[Rows from a segmentation dataset]
** START **

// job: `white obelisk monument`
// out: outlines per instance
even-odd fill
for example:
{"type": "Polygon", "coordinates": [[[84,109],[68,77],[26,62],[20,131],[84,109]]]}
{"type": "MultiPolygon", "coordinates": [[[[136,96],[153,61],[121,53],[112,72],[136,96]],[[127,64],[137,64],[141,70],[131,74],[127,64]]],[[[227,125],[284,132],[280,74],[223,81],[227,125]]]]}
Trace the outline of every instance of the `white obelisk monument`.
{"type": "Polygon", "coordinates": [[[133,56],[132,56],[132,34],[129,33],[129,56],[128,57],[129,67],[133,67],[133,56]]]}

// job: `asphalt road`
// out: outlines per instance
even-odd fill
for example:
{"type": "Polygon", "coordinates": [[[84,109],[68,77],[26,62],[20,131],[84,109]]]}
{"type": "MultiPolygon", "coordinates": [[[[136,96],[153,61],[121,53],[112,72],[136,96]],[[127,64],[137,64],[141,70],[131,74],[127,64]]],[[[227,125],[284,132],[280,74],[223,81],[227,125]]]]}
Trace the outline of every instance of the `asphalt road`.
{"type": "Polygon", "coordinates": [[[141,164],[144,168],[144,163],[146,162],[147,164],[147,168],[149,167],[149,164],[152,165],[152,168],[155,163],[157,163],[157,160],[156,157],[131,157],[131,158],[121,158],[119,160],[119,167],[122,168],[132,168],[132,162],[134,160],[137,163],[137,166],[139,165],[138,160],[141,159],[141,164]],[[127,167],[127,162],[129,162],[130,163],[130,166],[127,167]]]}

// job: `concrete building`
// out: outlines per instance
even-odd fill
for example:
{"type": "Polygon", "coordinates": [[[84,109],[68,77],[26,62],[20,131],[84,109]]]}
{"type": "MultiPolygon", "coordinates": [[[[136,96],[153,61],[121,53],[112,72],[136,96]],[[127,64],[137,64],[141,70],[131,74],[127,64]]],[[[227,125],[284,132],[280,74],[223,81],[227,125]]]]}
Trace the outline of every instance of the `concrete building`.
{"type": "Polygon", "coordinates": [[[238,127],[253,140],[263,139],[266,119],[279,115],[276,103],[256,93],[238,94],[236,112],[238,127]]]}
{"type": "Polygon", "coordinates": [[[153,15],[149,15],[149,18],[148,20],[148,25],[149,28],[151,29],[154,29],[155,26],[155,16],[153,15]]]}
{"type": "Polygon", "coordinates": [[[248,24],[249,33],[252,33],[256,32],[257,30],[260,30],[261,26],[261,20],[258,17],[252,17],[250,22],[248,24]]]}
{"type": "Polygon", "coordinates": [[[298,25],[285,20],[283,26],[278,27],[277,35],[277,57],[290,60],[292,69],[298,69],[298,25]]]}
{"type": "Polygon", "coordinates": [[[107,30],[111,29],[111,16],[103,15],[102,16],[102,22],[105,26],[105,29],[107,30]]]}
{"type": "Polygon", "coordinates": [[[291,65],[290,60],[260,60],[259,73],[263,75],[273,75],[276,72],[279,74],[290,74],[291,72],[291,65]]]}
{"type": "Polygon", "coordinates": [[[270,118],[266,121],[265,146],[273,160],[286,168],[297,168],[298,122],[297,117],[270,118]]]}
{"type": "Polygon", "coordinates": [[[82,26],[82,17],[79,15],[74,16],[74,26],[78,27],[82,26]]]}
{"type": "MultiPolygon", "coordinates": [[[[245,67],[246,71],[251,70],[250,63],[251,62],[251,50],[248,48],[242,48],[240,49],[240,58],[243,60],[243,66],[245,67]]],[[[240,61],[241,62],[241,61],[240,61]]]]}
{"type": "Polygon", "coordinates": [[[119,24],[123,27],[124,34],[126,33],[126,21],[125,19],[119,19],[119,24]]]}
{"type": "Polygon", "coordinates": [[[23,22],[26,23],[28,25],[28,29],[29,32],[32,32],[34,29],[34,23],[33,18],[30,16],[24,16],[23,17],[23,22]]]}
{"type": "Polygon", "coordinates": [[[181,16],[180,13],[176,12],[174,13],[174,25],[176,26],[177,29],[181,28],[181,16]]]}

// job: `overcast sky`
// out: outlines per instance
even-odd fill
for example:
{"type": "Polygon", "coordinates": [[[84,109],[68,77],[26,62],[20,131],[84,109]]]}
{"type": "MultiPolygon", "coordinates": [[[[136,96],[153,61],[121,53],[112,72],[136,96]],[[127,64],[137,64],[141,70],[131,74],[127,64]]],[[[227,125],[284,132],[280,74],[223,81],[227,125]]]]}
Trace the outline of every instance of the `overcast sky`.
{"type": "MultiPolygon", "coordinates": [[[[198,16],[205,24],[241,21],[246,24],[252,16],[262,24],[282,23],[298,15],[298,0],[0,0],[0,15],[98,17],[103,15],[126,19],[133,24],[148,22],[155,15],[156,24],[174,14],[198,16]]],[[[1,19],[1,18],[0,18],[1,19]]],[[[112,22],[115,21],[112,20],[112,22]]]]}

** END **

INSTRUCTION -
Find every line in the records above that contains the string "overcast", treating case as significant, and copy each such line.

RESULT BELOW -
// job: `overcast sky`
Trace the outline of every instance of the `overcast sky`.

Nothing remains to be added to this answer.